> **What you should do**: Count how many lines of the records below contain the word "instance". Reply with only the number.

> **Excerpts of pointing data**:

+===+

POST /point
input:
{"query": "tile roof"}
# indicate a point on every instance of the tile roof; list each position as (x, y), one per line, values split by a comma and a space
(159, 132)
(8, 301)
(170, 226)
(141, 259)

+===+

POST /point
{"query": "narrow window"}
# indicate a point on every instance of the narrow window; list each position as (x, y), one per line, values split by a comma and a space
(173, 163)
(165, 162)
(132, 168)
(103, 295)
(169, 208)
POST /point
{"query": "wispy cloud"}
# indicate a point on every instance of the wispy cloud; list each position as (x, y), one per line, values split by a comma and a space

+===+

> **Task solution**: 3